STATED TASK: Reproduce all of the material below word for word, from start to end, leaving the pictures out of your copy.

ENTRIES SUPPLIED:
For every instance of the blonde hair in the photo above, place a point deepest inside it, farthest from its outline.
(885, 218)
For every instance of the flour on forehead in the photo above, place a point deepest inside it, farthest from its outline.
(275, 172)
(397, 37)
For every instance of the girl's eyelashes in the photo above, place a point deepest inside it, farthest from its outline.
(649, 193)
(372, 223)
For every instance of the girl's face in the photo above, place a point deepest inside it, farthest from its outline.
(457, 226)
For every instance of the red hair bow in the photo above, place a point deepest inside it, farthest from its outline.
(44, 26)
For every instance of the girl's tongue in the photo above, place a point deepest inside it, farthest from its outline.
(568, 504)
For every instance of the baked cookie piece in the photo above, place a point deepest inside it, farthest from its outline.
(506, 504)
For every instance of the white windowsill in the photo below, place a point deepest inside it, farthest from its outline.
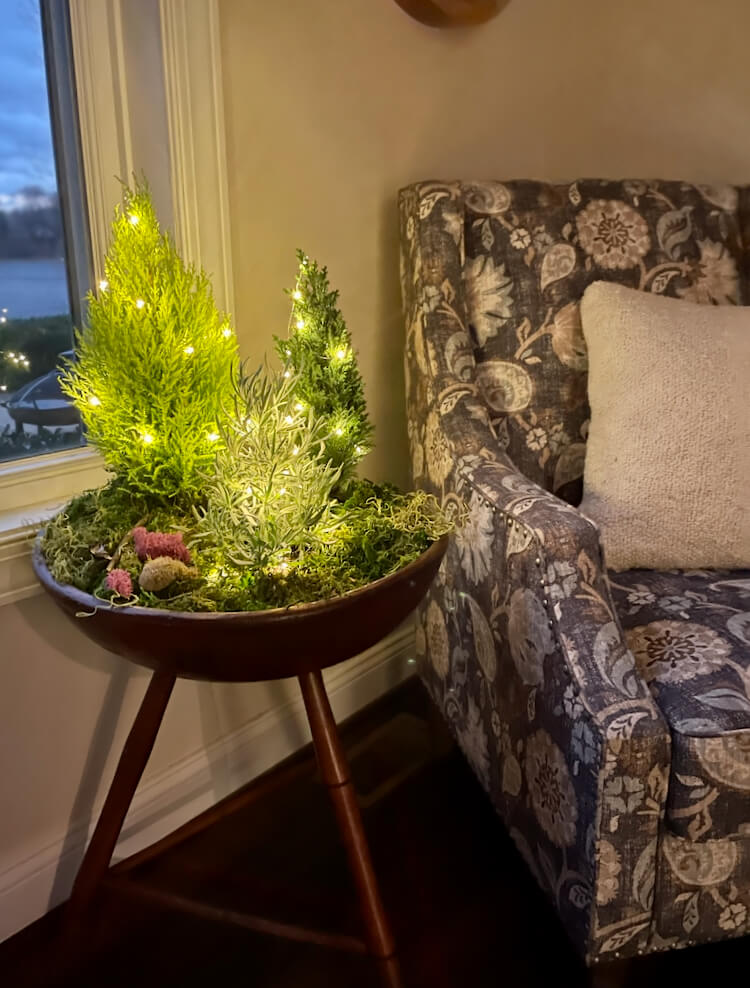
(159, 73)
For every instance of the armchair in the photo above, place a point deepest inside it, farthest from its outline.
(607, 715)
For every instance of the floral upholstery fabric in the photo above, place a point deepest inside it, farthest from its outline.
(520, 639)
(690, 635)
(531, 249)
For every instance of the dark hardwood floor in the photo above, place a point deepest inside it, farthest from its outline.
(465, 911)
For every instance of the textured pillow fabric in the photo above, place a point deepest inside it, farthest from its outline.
(667, 469)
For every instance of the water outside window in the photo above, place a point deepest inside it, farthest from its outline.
(35, 311)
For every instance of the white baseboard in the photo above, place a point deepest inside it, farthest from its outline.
(31, 887)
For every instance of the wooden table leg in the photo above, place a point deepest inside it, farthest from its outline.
(334, 770)
(128, 774)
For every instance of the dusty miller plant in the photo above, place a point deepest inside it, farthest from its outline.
(269, 491)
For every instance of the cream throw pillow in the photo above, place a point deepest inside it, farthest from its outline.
(667, 471)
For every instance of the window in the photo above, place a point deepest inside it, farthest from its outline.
(44, 245)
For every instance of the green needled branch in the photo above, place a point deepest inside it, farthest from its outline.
(319, 353)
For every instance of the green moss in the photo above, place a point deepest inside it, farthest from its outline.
(383, 530)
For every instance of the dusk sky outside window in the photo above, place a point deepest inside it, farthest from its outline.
(35, 316)
(26, 155)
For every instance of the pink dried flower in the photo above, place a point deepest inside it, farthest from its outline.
(150, 545)
(119, 581)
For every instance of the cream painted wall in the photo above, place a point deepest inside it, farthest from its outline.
(331, 106)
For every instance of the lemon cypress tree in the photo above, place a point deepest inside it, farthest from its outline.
(318, 352)
(153, 370)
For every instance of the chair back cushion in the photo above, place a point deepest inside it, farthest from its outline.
(530, 250)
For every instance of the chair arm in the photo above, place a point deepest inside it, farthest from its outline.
(551, 560)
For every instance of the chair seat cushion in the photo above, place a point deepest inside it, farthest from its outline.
(690, 634)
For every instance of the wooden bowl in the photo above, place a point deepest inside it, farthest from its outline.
(248, 646)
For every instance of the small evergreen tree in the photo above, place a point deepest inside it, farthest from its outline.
(153, 371)
(318, 352)
(270, 490)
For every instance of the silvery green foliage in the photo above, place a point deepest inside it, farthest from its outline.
(270, 490)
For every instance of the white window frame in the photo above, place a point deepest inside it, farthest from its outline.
(144, 68)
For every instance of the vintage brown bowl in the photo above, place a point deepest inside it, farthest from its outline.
(248, 646)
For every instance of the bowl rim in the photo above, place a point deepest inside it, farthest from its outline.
(435, 551)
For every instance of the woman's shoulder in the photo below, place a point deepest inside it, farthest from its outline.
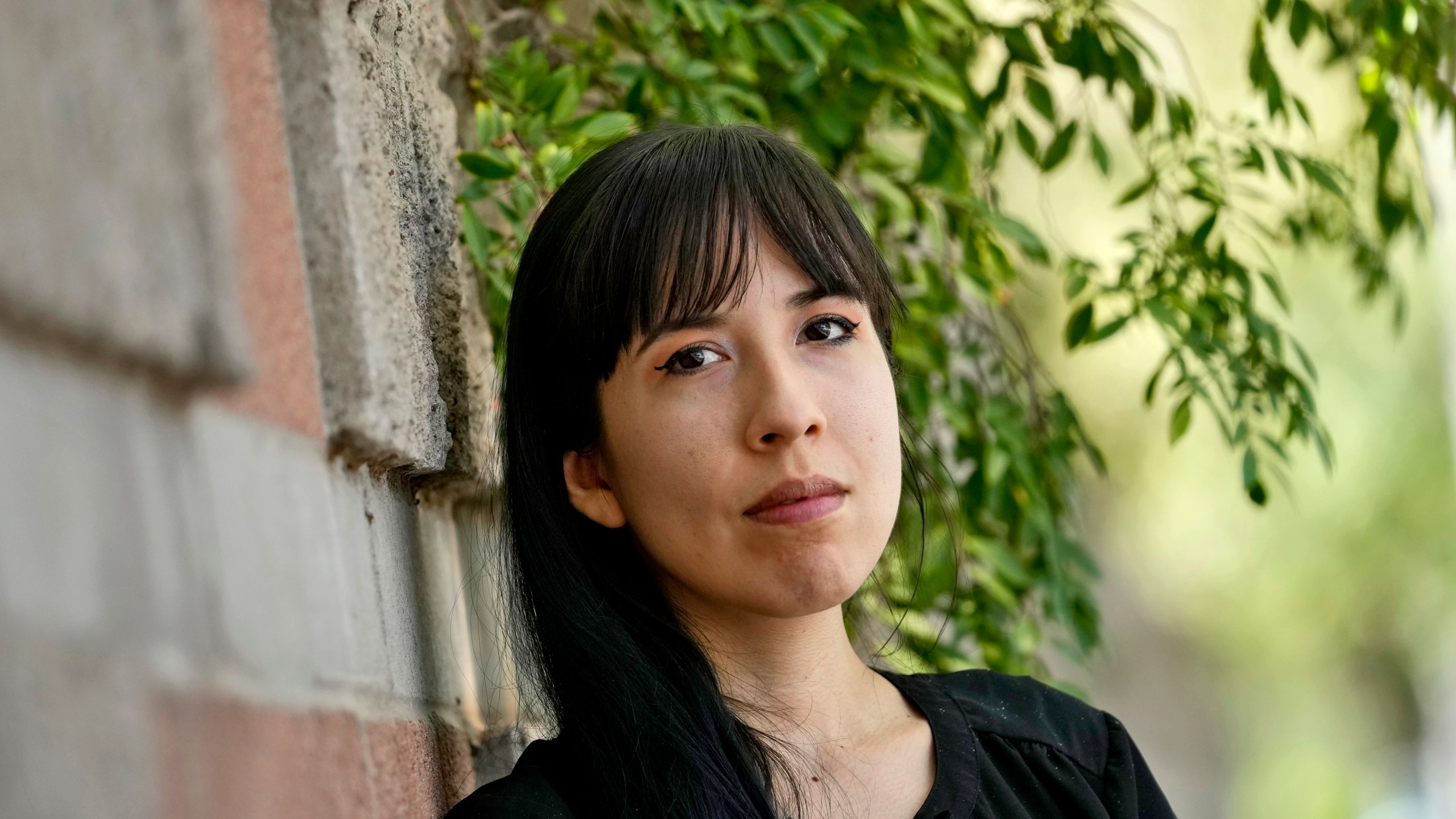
(1028, 710)
(524, 793)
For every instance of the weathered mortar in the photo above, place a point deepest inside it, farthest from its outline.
(402, 367)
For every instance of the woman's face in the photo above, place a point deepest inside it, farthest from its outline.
(755, 455)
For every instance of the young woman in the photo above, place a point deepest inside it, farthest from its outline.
(702, 462)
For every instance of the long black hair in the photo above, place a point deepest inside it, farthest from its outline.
(654, 229)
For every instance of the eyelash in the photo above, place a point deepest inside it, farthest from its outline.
(845, 324)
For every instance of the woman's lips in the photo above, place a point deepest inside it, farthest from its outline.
(799, 502)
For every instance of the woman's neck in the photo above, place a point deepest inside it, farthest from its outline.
(797, 678)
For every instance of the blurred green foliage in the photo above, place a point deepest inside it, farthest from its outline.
(916, 107)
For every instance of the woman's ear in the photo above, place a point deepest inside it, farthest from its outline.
(590, 491)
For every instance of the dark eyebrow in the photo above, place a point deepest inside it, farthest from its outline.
(797, 301)
(805, 297)
(686, 322)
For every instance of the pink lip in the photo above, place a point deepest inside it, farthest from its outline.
(799, 502)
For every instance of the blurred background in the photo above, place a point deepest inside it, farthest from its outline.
(1292, 660)
(246, 471)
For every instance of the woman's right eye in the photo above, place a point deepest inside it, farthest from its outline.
(690, 359)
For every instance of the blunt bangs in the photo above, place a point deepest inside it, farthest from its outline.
(672, 234)
(660, 229)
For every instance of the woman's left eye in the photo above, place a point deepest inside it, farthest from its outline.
(829, 328)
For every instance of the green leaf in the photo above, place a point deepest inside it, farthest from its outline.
(488, 165)
(809, 37)
(1059, 148)
(1110, 328)
(487, 125)
(1100, 155)
(1200, 237)
(1028, 142)
(779, 44)
(1142, 108)
(1322, 175)
(1299, 19)
(1020, 46)
(567, 102)
(1078, 325)
(605, 126)
(477, 190)
(1138, 191)
(1040, 98)
(1183, 416)
(1024, 237)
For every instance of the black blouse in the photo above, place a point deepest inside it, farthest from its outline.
(1005, 748)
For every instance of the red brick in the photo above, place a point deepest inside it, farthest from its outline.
(229, 760)
(271, 286)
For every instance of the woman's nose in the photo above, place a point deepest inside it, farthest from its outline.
(785, 407)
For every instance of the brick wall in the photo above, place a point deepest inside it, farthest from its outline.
(245, 467)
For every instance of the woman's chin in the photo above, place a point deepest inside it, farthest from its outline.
(805, 588)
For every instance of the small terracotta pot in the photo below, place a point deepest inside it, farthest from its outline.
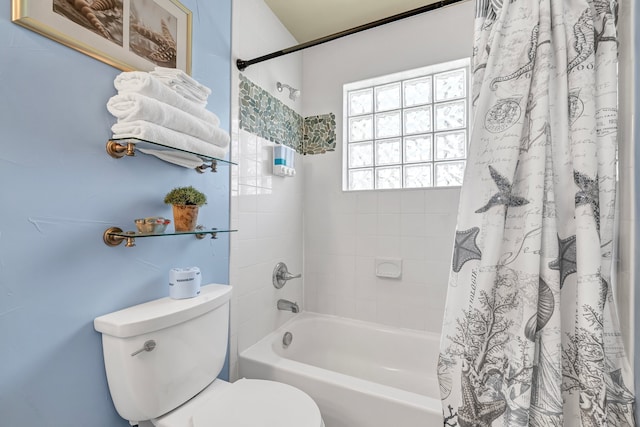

RESULT FOR THIS TASK:
For every instance of the blonde hair in the photo above, place a point deepest inside it, farthest from its outline.
(885, 218)
For every instance of the flour on forehead in the photo above, place a point deepest inside it, farthest from its outline.
(275, 172)
(397, 37)
For every instance of the girl's eyelashes in the photo above, place a point deepest inside it, farthest from its outline.
(649, 193)
(372, 223)
For every instance of the girl's face in the photo above, place a point deepest inside it, farthest from its outline.
(457, 226)
For every instance of the red hair bow in the photo above, place a point deepest inside it, farthest from its outline.
(44, 26)
For every instance of the girl's tongue in the photo above, place a point deepest inside it, farthest from its outline.
(568, 504)
For every instance of the baked cookie piece in the photo above, place a point deepest inside it, farthest from its outline.
(506, 504)
For every instance of the white windowsill in the photo below, place a point deepest inside it, farthest from its outline.
(159, 73)
For every instance of the armchair in the photo above, place a point deepest inside it, farthest from its outline.
(607, 715)
For every instance of the floral upholstery fabric in the photo above, place a point deepest inside it, farthest from its outline.
(520, 639)
(690, 635)
(531, 249)
For every instance of the dark hardwood floor in the photo above, place a point deepest inside it, farthest from its outline.
(465, 911)
For every instance of the textured pillow fabric in the photo above, place a point deepest inside it, farthest from its outline.
(667, 469)
For every instance of the water outside window in the photo above, place a point deepest inside it, farthest from its outline.
(35, 311)
For every instance of the white baseboard in the photo above, place a point deepest inside it, farthest from its outline.
(31, 887)
For every instance of the wooden table leg in the photo above, place a point deepest inside it, farthest from its outline.
(334, 770)
(128, 774)
For every instance of the dusty miller plant in the photo above, place a point deepest inside it, farthest from its outline.
(269, 491)
For every instance of the cream throw pillow in the photo above, place a point deepest inside it, farthest from its outline.
(667, 471)
For every instance of the window in the photo above, place a point deepest inside it, farthest from its outline.
(44, 245)
For every instance of the green needled branch in the photo above, place a point deepest inside it, farthest from its outline.
(319, 353)
For every instance of the green moss in the photo above, place a point deepest inside it, farthest from its outline.
(383, 530)
For every instance of the dusk sky outside window in the photo above, place a point deepest inside it, farthest from its outline.
(35, 316)
(26, 155)
For every instance of the pink dried flower in the photo above, place a point deepest inside it, farthest from its outline.
(150, 545)
(119, 581)
For every instance of the cream painted wall in the photo above, place a point deepest inside it, farthest from its outline.
(331, 106)
For every instance of the lemon cypress tree in the photo above, place a point deepest inside it, farthest from its outline.
(318, 352)
(153, 370)
For every instance of the chair back cushion in the photo above, place a point deepest inside it, farthest from its outline.
(530, 250)
For every instance of the chair arm in the photo above, place a point deepest inside it, farthest from its outline.
(551, 560)
For every instance of the chair seat cushion in the photo above, place a point deepest inside it, farthest from its outline.
(690, 634)
For every instance of the wooden bowl in the photo above, place a point deepest inside it, farthest from its outline.
(248, 646)
For every instance of the small evergreen tree in the photo above, place a point deepest inside it, farthest from its outline.
(153, 371)
(318, 352)
(270, 490)
For every instance of the silvery green foliage in the photo above, place a point deepest inside it, farthest from its outline.
(270, 490)
For every instance of the white window frame in the photo above, place a point deepest inside it, farthest from its outline.
(144, 68)
For every instance of the vintage brown bowl in the photo above, place a point deepest inside it, farthest from its outline.
(248, 646)
For every instance of the bowl rim in the photo above, place a point deepest inside it, farthest from its outline.
(435, 551)
For every instance of the woman's shoulder in the photo below, place a point deepest inside it, farthest from its outline.
(1028, 710)
(524, 793)
For every instance of the weathered mortar in the photo above, place a point deepest inside it, farthest from its outline.
(402, 367)
For every instance of the woman's face in the photo above, place a point deepest inside it, farthest from its outline.
(755, 455)
For every instance of the young woman in the photo above, place a point deepest inside it, farthest from its outline.
(702, 462)
For every instance of the long black hair in the photo above, place a point deepest inside it, farthest from its outline.
(654, 229)
For every instance of the eyelash in the photo above, place a point deepest inside it, farthest from its outline.
(845, 324)
For every instance of the woman's lips in the photo above, place a point deepest inside it, farthest from its outline.
(799, 502)
For every instance of the woman's neck in the photo above, place a point deepest inside it, farthest from its outline.
(797, 678)
For every instance of the blurred green foliage in the photo above, place a point deepest inside it, farthest from its outline.
(916, 107)
For every instance of the woman's ear in the photo above, place a point deepest inside it, farthest from its outline.
(590, 491)
For every instance of the dark eyebrow in the photo above, place a point deepest inside it, farthest from its outline.
(797, 301)
(805, 297)
(686, 322)
For every instance of the pink lip in the photo above, place a point deepest inside it, farthest from its outline.
(799, 502)
For every instance of the blurred background in the photo above, place a point deepest inside it, farthest from its outline.
(1292, 660)
(246, 471)
For every instance of the woman's right eye in the photo above, place a point deepest inside it, farthest from its outline.
(690, 359)
For every instance of the blunt bangs in the photo above, place a point deepest inside it, farthest from its outline.
(672, 234)
(660, 229)
For every instance of the woman's left eye in the photo above, place a point deepest inside it, farthest from its outline.
(829, 328)
For every instance of the green leaf in the photo above, place a point deepest inside it, farthest from its outline.
(488, 165)
(809, 37)
(1059, 148)
(1110, 328)
(487, 125)
(1100, 155)
(1200, 237)
(1028, 142)
(779, 44)
(1142, 108)
(1322, 175)
(1299, 19)
(1020, 46)
(567, 102)
(1078, 325)
(605, 126)
(477, 190)
(1138, 191)
(1040, 98)
(1183, 416)
(1024, 237)
For every instance of the black blouse in the photo above, place a point deepest inside it, farthest from its outline.
(1005, 748)
For every instance of the red brick in the photo above, place a point deepest inside it, farthest from its outline.
(229, 760)
(271, 286)
For every instance of the woman's nose in the photo above, place a point deepest inside it, farthest from its outline.
(785, 407)
For every instance of the brick wall in the photo above, place a point deepest inside it, farthest from its outline.
(245, 467)
For every instance of the woman's chin in the photo above, place a point deepest inside it, farthest from its outline.
(805, 588)
For every instance of the small terracotta pot in the photo below, place a point deepest inside it, farthest from its outline.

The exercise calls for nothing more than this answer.